=== GIVEN ENTRIES ===

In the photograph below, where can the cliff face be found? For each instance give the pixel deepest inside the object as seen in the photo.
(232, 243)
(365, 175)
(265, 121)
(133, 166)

===

* _EXERCISE AIM_: Quote the material exactly, leaving nothing out.

* _TASK SOLUTION_:
In the photograph below, where can the cliff face be found? For each instance give the pixel deepest inside the object as seen in the photo.
(232, 243)
(365, 175)
(265, 121)
(133, 166)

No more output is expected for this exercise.